[START EXCERPTED PASSAGE]
A combination of an index with some extra data allows for a pointer-like type that handles dangling pointers. There are many ways to do this, but the most common is to associate an index with some kind of generational count. When an item at an index is destroyed, the generational index associated with that index is increased. Any remaining handles can detect when used if the item reference has been destroyed by checking if the generational counter stored with the index is the same as the items. If it isn't the handle is no longer valid. The index can be reused because the generation value will identify which 'version' of the item is being referenced. There is a limitation here in that the amount of bits for generations is typically limited, so it is perhaps possible (without some other logic) to reference to a destroyed thing to use the "new" thing. For many applications, for example games, this may not be an issue.

Something akin to generational handles is possible with indices too, if we split up indices into different states. If we can traverse all items, and their usage of other items we can detect if they reference something destroyed, and mark them as null. Once we do this we are then free to reuse the index. More concretely we could have

Using these rules, when we get to a certain point we can garbage collect. We go through all references, if they reference something that is dead we change the reference to 0 effectively null. We then copy all of the indices in the dead list into the free list.

Something similar to this can be achieved with generational indices, when the generational counter hits some maximum a garbage collection is issued. The problem with this for many applications is that such a collection could be slow and happen at somewhat arbitrary times which is why for games, it's more common to just live with a uncommon hit scenario.
[END EXCERPTED PASSAGE]
[START DATA SHOWN]
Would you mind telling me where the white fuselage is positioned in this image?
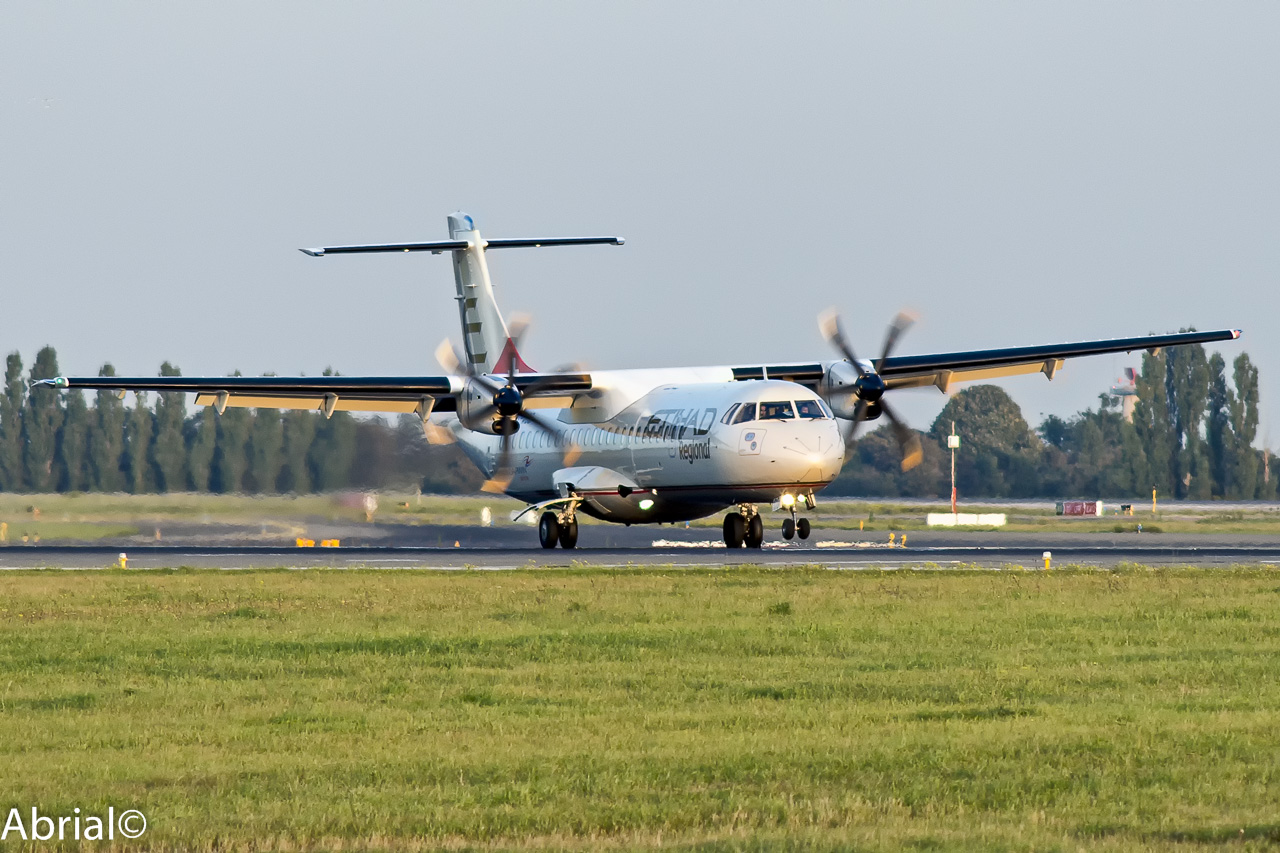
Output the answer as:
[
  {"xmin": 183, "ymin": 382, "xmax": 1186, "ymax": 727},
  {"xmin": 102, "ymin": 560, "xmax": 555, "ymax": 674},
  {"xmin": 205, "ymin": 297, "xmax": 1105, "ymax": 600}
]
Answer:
[{"xmin": 454, "ymin": 370, "xmax": 844, "ymax": 524}]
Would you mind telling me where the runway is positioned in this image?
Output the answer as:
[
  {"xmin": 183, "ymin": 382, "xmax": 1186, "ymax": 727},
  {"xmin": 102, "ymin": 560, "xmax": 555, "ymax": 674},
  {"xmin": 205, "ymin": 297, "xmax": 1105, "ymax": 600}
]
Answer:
[{"xmin": 0, "ymin": 525, "xmax": 1280, "ymax": 570}]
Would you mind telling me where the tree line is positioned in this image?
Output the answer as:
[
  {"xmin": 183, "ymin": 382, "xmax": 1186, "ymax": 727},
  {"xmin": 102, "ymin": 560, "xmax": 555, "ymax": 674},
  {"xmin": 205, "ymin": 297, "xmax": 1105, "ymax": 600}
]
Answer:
[
  {"xmin": 0, "ymin": 346, "xmax": 1280, "ymax": 500},
  {"xmin": 828, "ymin": 346, "xmax": 1280, "ymax": 501},
  {"xmin": 0, "ymin": 347, "xmax": 480, "ymax": 493}
]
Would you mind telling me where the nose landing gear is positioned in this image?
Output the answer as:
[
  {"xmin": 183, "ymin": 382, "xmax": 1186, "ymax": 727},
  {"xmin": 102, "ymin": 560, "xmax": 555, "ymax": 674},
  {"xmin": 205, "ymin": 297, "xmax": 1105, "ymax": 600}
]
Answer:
[
  {"xmin": 782, "ymin": 496, "xmax": 813, "ymax": 542},
  {"xmin": 724, "ymin": 503, "xmax": 764, "ymax": 548},
  {"xmin": 538, "ymin": 494, "xmax": 577, "ymax": 549}
]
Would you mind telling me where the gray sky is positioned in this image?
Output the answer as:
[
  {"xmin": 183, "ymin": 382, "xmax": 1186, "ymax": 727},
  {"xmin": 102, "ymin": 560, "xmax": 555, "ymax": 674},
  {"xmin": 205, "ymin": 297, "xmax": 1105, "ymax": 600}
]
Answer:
[{"xmin": 0, "ymin": 3, "xmax": 1280, "ymax": 435}]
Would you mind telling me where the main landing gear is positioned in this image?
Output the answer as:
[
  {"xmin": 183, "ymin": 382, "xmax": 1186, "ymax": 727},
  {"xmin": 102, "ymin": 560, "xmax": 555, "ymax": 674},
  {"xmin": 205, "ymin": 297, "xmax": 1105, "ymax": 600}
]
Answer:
[
  {"xmin": 538, "ymin": 510, "xmax": 577, "ymax": 548},
  {"xmin": 782, "ymin": 519, "xmax": 810, "ymax": 540},
  {"xmin": 724, "ymin": 503, "xmax": 764, "ymax": 548}
]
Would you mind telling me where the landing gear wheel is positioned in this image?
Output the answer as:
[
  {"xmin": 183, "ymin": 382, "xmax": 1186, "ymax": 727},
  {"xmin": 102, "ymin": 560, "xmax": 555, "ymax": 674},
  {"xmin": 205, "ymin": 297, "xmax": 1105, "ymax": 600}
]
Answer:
[
  {"xmin": 724, "ymin": 512, "xmax": 746, "ymax": 548},
  {"xmin": 538, "ymin": 512, "xmax": 561, "ymax": 548},
  {"xmin": 559, "ymin": 519, "xmax": 577, "ymax": 548}
]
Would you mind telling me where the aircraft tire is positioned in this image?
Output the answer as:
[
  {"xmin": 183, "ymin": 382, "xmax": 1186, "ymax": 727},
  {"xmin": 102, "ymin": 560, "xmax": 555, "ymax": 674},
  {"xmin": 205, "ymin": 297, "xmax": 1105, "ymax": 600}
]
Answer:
[
  {"xmin": 742, "ymin": 515, "xmax": 764, "ymax": 548},
  {"xmin": 559, "ymin": 519, "xmax": 577, "ymax": 548},
  {"xmin": 538, "ymin": 512, "xmax": 561, "ymax": 549},
  {"xmin": 724, "ymin": 512, "xmax": 746, "ymax": 548}
]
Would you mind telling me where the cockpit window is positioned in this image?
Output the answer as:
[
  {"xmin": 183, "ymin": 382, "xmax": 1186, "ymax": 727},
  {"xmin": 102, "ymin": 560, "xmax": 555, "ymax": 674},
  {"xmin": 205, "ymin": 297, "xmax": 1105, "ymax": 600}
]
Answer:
[{"xmin": 796, "ymin": 400, "xmax": 826, "ymax": 420}]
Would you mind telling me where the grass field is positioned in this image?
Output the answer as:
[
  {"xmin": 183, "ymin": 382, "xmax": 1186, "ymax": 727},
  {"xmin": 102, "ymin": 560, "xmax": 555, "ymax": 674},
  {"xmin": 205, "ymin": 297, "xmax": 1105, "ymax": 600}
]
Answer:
[{"xmin": 0, "ymin": 560, "xmax": 1280, "ymax": 850}]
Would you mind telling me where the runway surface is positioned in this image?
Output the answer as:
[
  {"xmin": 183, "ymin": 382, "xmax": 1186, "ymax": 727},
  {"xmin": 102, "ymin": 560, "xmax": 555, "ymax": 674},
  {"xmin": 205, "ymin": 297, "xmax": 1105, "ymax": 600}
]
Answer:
[{"xmin": 0, "ymin": 525, "xmax": 1280, "ymax": 570}]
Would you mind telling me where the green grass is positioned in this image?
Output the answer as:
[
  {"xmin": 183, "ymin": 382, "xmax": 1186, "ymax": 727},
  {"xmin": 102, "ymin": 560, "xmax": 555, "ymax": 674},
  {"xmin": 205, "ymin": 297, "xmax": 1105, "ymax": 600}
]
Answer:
[{"xmin": 0, "ymin": 569, "xmax": 1280, "ymax": 850}]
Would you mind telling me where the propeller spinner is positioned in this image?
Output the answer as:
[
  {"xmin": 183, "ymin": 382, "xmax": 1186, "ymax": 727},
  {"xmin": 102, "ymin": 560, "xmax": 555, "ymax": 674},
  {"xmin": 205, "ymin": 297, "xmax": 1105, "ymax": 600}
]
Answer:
[
  {"xmin": 818, "ymin": 310, "xmax": 924, "ymax": 471},
  {"xmin": 435, "ymin": 321, "xmax": 581, "ymax": 493}
]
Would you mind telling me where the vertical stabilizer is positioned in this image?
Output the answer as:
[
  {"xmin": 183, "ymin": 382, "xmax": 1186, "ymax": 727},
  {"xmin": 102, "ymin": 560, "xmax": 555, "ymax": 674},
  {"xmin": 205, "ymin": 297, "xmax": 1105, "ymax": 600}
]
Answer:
[{"xmin": 449, "ymin": 213, "xmax": 532, "ymax": 373}]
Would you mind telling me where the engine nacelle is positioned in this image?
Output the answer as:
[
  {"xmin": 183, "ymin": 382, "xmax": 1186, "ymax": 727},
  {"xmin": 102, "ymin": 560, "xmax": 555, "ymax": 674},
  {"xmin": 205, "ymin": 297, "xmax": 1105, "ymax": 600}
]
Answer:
[
  {"xmin": 818, "ymin": 361, "xmax": 879, "ymax": 420},
  {"xmin": 457, "ymin": 379, "xmax": 520, "ymax": 435}
]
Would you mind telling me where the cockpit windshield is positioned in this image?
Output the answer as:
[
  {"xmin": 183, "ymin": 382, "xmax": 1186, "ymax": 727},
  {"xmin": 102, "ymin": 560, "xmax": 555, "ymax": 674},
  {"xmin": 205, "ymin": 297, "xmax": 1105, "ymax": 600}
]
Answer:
[
  {"xmin": 760, "ymin": 400, "xmax": 796, "ymax": 420},
  {"xmin": 796, "ymin": 400, "xmax": 826, "ymax": 420},
  {"xmin": 722, "ymin": 400, "xmax": 835, "ymax": 424}
]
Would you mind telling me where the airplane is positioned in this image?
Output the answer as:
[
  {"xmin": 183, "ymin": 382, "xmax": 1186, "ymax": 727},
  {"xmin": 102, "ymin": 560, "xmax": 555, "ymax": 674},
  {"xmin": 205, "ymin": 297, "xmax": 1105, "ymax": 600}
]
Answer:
[{"xmin": 35, "ymin": 213, "xmax": 1240, "ymax": 548}]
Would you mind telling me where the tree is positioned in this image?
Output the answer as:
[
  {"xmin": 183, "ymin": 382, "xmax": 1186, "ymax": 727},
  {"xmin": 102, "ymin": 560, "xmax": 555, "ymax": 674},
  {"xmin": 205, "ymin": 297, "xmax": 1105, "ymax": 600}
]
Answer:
[
  {"xmin": 183, "ymin": 406, "xmax": 218, "ymax": 492},
  {"xmin": 0, "ymin": 352, "xmax": 27, "ymax": 492},
  {"xmin": 246, "ymin": 409, "xmax": 284, "ymax": 492},
  {"xmin": 209, "ymin": 370, "xmax": 250, "ymax": 494},
  {"xmin": 151, "ymin": 361, "xmax": 187, "ymax": 492},
  {"xmin": 307, "ymin": 411, "xmax": 356, "ymax": 492},
  {"xmin": 929, "ymin": 386, "xmax": 1042, "ymax": 497},
  {"xmin": 122, "ymin": 391, "xmax": 155, "ymax": 494},
  {"xmin": 22, "ymin": 347, "xmax": 63, "ymax": 492},
  {"xmin": 1133, "ymin": 350, "xmax": 1174, "ymax": 494},
  {"xmin": 88, "ymin": 364, "xmax": 124, "ymax": 492},
  {"xmin": 1165, "ymin": 338, "xmax": 1211, "ymax": 498},
  {"xmin": 307, "ymin": 368, "xmax": 356, "ymax": 492},
  {"xmin": 1204, "ymin": 352, "xmax": 1235, "ymax": 497},
  {"xmin": 56, "ymin": 388, "xmax": 91, "ymax": 492},
  {"xmin": 1230, "ymin": 352, "xmax": 1261, "ymax": 501},
  {"xmin": 276, "ymin": 410, "xmax": 316, "ymax": 494}
]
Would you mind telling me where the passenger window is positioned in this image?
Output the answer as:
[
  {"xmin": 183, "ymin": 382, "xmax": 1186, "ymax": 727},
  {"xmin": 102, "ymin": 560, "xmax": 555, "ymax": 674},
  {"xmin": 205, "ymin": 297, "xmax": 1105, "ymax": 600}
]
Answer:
[{"xmin": 796, "ymin": 400, "xmax": 824, "ymax": 420}]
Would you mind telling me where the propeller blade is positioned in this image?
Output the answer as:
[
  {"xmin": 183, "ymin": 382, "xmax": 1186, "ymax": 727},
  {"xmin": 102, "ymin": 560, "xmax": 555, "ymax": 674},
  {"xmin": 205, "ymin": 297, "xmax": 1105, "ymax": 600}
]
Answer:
[
  {"xmin": 881, "ymin": 401, "xmax": 924, "ymax": 471},
  {"xmin": 845, "ymin": 400, "xmax": 868, "ymax": 456},
  {"xmin": 818, "ymin": 309, "xmax": 865, "ymax": 377},
  {"xmin": 876, "ymin": 311, "xmax": 918, "ymax": 373}
]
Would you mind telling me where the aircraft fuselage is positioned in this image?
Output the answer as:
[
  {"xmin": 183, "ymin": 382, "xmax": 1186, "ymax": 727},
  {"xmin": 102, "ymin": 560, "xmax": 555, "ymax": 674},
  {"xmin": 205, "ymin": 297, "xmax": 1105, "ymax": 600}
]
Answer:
[{"xmin": 456, "ymin": 371, "xmax": 845, "ymax": 524}]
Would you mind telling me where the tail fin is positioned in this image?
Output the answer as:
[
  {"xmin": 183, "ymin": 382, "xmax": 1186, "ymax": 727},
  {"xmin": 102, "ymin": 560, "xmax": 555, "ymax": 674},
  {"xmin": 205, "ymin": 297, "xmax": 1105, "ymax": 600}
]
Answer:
[
  {"xmin": 449, "ymin": 213, "xmax": 534, "ymax": 373},
  {"xmin": 301, "ymin": 213, "xmax": 625, "ymax": 373}
]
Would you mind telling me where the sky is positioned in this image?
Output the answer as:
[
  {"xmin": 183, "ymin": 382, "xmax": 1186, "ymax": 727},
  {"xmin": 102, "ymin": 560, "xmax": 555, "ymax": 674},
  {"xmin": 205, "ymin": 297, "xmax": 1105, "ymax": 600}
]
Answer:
[{"xmin": 0, "ymin": 1, "xmax": 1280, "ymax": 444}]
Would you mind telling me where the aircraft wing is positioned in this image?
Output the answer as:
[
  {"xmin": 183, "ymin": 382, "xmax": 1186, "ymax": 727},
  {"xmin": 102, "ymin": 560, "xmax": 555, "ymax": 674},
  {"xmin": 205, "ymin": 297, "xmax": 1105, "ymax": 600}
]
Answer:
[
  {"xmin": 732, "ymin": 329, "xmax": 1240, "ymax": 391},
  {"xmin": 879, "ymin": 329, "xmax": 1240, "ymax": 391},
  {"xmin": 33, "ymin": 373, "xmax": 591, "ymax": 415}
]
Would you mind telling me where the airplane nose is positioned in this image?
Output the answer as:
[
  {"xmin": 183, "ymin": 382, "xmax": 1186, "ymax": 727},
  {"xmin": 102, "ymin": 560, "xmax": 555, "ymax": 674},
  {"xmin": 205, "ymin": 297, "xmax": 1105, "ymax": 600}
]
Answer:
[{"xmin": 765, "ymin": 421, "xmax": 845, "ymax": 483}]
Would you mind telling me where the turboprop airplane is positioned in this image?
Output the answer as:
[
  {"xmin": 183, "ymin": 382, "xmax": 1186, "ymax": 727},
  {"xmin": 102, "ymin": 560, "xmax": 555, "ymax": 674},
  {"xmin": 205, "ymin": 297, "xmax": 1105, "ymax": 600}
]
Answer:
[{"xmin": 36, "ymin": 213, "xmax": 1240, "ymax": 548}]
[END DATA SHOWN]
## TASK SET
1 - Translate this sentence from the passage on generational handles into Spanish: "When an item at an index is destroyed, the generational index associated with that index is increased."
2 - Reproduce the passage on generational handles from "Using these rules, when" up to and including "uncommon hit scenario.".
3 - Write the next part of the passage on generational handles, starting after its final sentence.

## ANSWER LIST
1 - Cuando se destruye un elemento en un índice, se incrementa el índice generacional asociado a ese índice.

2 -
Using these rules, when we get to a certain point we can garbage collect. We go through all references, if they reference something that is dead we change the reference to 0 effectively null. We then copy all of the indices in the dead list into the free list.

Something similar to this can be achieved with generational indices, when the generational counter hits some maximum a garbage collection is issued. The problem with this for many applications is that such a collection could be slow and happen at somewhat arbitrary times which is why for games, it's more common to just live with a uncommon hit scenario.

3 -
With the generational counter mechanism, an indirection will require extracting the index, doing a lookup and then comparing the generational count. Such operations are likely fast, but it is extra overhead.

Layout

In C++ a pointer points to a type that has some consistent in memory representation. That same representation will typically be used for any in memory representation. If the structure is in registers or partially in registers, that is typically a transitory state and the in memory representation is the ground truth. If a pointer is taken to such a representation, and a function is called with it, before calling the function (unless say inlined), it will typically require anything held in registers be written back to memory.

Unfortunately memory is slow, certainly compared to registers.

The normal C++ representation may be far from optimal. Most modern processors have some kind of SIMD capability. The C++ array of structs representation is typically sub optimal representation. Doing a conversion between AOS -> SOA, is typically costly enough to wipe out any performance benefit. What kind of performance advantage is possible with SIMD friendly layout? Well getting close to 4x is common with a typical 4 wide SIMD implementation, and it's not uncommon for a variety of reasons to do better.

There are a variety of problems here

When I'm talking about SIMD SOA like representations I typically mean interleaved SOA.

Leaving aside the SOA, sometimes it is advantageous to use a "SIMD aware" AOS representation. Take for example

struct Thing
{
    float3 position;
    int32_t index;
};

// A SIMD aware representation... something like

typedef float4 Thing;
Thing makeThing(float3 pos, int index) { return ...; }
float3 getPosition(const Thing& thing) { return replaceW(thing, 0) }

/// An interleaved SOA like representation. Each struct holds 4 Thing
struct Thing
{
    float4 x;
    float4 y;
    float4 z;
    int4 index;
};

// A SIMD SOA like representation, can hold any multiple of 4.
// Unless there is a special reason interleaved SOA is 
// typically better, better cache locality, only requires a single pointer 
struct Thing
{
    float4* x;
    float4* y;
    float4* z;
    int4* index;
}

I could encode this a single 4 wide SIMD register. Care would need to be taken around index. If the index is 23 bits, the value could just be stored in a valid float. Most SIMD systems allow for the interchange of meaning of the lanes without cost. If the full 32 bits are required, it could just be stored using the float bits, and then when operations are performed on position, that lane can be masked. There may be a performance issue if the int bitcast as a float is a NAN or denormalized, so care may be necessary.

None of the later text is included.